**Directions:**
The data below is to be returned in full and exactly.
----- Supplied information -----
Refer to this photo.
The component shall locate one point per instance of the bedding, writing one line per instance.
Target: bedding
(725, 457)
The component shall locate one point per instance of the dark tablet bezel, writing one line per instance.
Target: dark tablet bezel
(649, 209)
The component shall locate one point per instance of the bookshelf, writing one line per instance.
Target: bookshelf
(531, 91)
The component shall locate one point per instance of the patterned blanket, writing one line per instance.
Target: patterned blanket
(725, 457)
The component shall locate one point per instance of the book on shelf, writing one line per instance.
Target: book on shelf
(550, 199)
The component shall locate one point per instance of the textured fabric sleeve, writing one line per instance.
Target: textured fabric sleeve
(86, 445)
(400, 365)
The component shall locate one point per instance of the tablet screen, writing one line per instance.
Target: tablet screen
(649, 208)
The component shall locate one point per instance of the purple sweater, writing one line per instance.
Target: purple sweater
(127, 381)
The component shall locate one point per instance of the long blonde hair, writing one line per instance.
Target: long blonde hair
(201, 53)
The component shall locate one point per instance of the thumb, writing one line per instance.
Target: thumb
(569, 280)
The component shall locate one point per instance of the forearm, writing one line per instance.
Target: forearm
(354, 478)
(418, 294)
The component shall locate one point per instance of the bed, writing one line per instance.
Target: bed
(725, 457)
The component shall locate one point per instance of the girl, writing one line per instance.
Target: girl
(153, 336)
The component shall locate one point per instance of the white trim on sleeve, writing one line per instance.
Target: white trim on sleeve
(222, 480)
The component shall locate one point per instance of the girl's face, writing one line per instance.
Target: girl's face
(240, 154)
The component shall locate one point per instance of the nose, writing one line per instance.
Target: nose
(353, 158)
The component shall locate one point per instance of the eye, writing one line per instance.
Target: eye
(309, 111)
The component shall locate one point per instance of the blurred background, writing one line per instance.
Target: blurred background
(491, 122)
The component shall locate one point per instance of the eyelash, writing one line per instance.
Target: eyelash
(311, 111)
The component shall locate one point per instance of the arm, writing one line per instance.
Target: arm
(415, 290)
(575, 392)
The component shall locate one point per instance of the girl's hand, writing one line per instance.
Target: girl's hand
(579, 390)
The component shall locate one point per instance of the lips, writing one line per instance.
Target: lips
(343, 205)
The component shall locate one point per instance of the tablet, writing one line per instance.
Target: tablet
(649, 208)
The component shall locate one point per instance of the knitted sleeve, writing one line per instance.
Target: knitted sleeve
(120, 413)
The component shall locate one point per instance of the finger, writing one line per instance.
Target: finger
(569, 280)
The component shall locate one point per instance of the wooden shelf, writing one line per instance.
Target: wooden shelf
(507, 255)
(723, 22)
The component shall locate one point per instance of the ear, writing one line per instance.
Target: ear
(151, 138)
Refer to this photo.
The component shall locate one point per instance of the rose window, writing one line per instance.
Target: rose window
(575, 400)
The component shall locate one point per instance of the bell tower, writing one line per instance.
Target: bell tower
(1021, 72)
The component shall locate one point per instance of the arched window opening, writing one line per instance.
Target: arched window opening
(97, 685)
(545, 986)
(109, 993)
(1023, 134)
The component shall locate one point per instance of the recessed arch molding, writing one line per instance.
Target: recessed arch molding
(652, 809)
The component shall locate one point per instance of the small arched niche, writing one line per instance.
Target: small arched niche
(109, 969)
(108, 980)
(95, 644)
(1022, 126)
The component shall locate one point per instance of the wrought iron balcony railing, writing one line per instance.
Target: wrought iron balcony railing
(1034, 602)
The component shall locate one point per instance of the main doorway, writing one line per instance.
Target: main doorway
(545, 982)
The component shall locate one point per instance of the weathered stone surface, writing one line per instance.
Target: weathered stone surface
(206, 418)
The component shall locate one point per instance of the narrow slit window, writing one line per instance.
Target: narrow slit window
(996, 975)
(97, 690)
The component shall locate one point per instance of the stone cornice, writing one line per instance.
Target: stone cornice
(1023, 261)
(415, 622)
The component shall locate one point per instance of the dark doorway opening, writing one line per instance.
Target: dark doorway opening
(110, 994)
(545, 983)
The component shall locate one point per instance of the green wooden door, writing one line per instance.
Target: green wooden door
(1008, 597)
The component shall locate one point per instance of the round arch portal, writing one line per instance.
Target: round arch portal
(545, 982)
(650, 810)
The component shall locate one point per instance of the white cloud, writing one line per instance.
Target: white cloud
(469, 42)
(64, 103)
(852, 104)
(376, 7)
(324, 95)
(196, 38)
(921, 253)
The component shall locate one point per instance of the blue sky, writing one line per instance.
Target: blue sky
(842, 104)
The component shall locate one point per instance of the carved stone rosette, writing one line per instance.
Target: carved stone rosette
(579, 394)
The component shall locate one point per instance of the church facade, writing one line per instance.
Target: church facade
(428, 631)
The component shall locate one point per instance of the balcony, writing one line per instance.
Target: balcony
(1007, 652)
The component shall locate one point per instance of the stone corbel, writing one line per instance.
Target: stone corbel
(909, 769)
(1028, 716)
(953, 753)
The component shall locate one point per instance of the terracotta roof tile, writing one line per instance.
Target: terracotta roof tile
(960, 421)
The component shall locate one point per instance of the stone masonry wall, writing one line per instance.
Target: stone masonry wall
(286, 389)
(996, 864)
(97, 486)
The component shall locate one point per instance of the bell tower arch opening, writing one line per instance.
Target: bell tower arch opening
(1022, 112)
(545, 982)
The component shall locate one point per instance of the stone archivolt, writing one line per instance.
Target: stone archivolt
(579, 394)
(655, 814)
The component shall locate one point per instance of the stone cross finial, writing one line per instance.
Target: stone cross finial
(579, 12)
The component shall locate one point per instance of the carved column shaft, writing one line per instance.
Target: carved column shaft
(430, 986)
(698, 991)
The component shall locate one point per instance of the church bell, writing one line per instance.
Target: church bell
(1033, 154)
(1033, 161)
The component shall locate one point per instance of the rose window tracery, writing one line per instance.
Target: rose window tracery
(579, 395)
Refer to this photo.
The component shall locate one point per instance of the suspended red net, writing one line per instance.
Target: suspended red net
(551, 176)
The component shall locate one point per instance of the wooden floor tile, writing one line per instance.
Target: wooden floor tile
-----
**Final result:**
Refer to this photo.
The component shall locate one point per instance of the bedding, writing one line per instance.
Target: bedding
(725, 457)
The component shall locate one point per instance of the dark tablet bezel, writing one line per instance.
Target: dark tablet bezel
(649, 209)
The component shall locate one point per instance of the bookshelf, writing one line per instance.
Target: bookshelf
(531, 91)
The component shall locate one point per instance of the patterned blanket, writing one line per instance.
Target: patterned blanket
(725, 457)
The component shall locate one point per instance of the book on shelf, writing one line per instance.
Target: book on shelf
(550, 199)
The component shall locate one point per instance of the textured fabric sleeve, writing one line per instance.
Target: textured fabric sleeve
(86, 445)
(400, 365)
The component shall locate one point per instance of the tablet screen, writing one line per instance.
Target: tablet screen
(649, 208)
The component shall locate one point per instance of the purple sweater, writing one line per instance.
Target: purple sweater
(127, 381)
The component shall locate one point per instance of the long blonde hair, writing one line per instance.
Target: long blonde hair
(201, 53)
The component shall locate one point per instance of the thumb, writing one line per instance.
Target: thumb
(569, 280)
The component shall locate one point per instance of the forearm, writing one line per instance.
Target: forearm
(354, 478)
(418, 294)
The component shall locate one point per instance of the bed, writing one line per instance.
Target: bed
(725, 457)
The component shall locate one point per instance of the girl, writing one line per instance.
Target: girl
(153, 336)
The component shall locate one point per instance of the white trim on sleeve, writing one line per instance.
Target: white trim on sleeve
(222, 480)
The component shall locate one point per instance of the girl's face, writing one line per instance.
Target: girl's face
(240, 154)
The component shall locate one point per instance of the nose, writing one line per instance.
Target: nose
(353, 158)
The component shall locate one point per instance of the eye, writing one line per instance.
Target: eye
(309, 111)
The component shall locate one point per instance of the blurred background, writing one line per instance.
Target: blurred background
(491, 122)
The component shall locate one point per instance of the eyelash, writing one line per instance.
Target: eyelash
(311, 111)
The component shall locate one point per instance of the arm, writing one line per instance.
Target: arm
(415, 290)
(575, 392)
The component shall locate one point per instance of the girl's hand, writing one line per instance.
Target: girl's hand
(579, 390)
The component shall locate one point per instance of the lips, writing one line per instance.
Target: lips
(343, 205)
The component shall locate one point per instance of the tablet, writing one line per instance.
Target: tablet
(649, 208)
The component shall locate one point per instance of the knitted sleeve, writing one line per instance.
Target: knitted sleeve
(120, 413)
The component shall locate one point per instance of the finger, writing one line per instance.
Target: finger
(569, 280)
The component shall locate one point per instance of the wooden shelf, writing one line per instance.
Target: wooden shelf
(507, 255)
(723, 22)
The component shall locate one point per instance of the ear, writing one line per instance.
Target: ear
(151, 138)
Refer to this photo.
The component shall locate one point per instance of the rose window, writing one line per instance.
Target: rose window
(575, 400)
The component shall locate one point per instance of the bell tower, writing one line per instance.
Target: bell tower
(1021, 72)
The component shall locate one point per instance of the arched window opening, writing one line per instance.
Target: arched window opening
(97, 685)
(545, 986)
(109, 993)
(1023, 134)
The component shall locate one point per instance of the recessed arch molding, writing one line per instance.
Target: recessed arch molding
(652, 809)
The component shall locate one point per instance of the small arched niche, writing one line per instance.
Target: small arched niche
(109, 969)
(108, 980)
(95, 644)
(1022, 126)
The component shall locate one point per instance of the wrought iron balcony railing, writing one line per instance.
Target: wrought iron balcony railing
(1034, 602)
The component shall locate one point per instance of the main doorway, writing one line per instance.
Target: main doorway
(545, 982)
The component shall locate one point per instance of the weathered stone surface, writing one line per instance.
Target: weathered stone surface
(206, 418)
The component shall locate one point per instance of the narrow slit window, writing one line per instance.
Target: narrow slit window
(996, 975)
(97, 690)
The component shall locate one point per instance of the stone cornice, writing one line per instance.
Target: stone cornice
(1023, 261)
(415, 622)
The component shall locate one point per instance of the dark doorway opening, writing one line per instance.
Target: dark doorway opening
(110, 994)
(545, 983)
The component shall locate one point per instance of the green wooden door, writing one line per instance.
Target: green wooden door
(1008, 597)
The component shall locate one point per instance of the round arch portal, writing one line per instance.
Target: round arch portal
(545, 982)
(650, 810)
The component shall locate one point per instance of the white cloud, writing one line per instance.
Target: white cloud
(469, 42)
(64, 103)
(852, 104)
(376, 7)
(324, 95)
(196, 38)
(921, 253)
The component shall locate one point per instance of the blue sky, writing one line per instance.
Target: blue sky
(842, 104)
The component shall locate one point per instance of the carved stone rosette, writing one line per instance.
Target: carved stone rosette
(579, 394)
The component shall locate one point per instance of the church facade, writing one line per instance.
Target: church facade
(428, 631)
The component shall locate one point per instance of the balcony, writing one line per instance.
Target: balcony
(1007, 652)
The component shall locate one point per instance of the stone corbel, writing one line per instance.
Target: stone corbel
(909, 769)
(1028, 716)
(953, 753)
The component shall locate one point per instance of the terracotta roof tile, writing one line per instance.
Target: terracotta roof tile
(960, 421)
The component shall locate one point per instance of the stone masonry wall, writing one line per instance.
Target: stone masonry wall
(286, 389)
(996, 864)
(97, 486)
The component shall locate one point per instance of the bell tower arch opening, writing one line per instance.
Target: bell tower arch opening
(1022, 112)
(545, 982)
The component shall locate one point per instance of the stone archivolt, writing one line per instance.
Target: stone archivolt
(579, 394)
(655, 814)
The component shall locate one point per instance of the stone cross finial, writing one line per instance.
Target: stone cross finial
(579, 12)
The component shall locate one point per instance of the carved column shaft, writing one line per instance.
Target: carved column shaft
(430, 986)
(698, 991)
The component shall locate one point per instance of the church bell, writing one line per instance.
Target: church bell
(1033, 154)
(1033, 161)
The component shall locate one point per instance of the rose window tracery, writing one line per instance.
Target: rose window tracery
(579, 395)
Refer to this photo.
The component shall locate one point per instance of the suspended red net, writing one line per instance.
Target: suspended red net
(551, 176)
The component shall locate one point per instance of the wooden floor tile, writing one line per instance.
Target: wooden floor tile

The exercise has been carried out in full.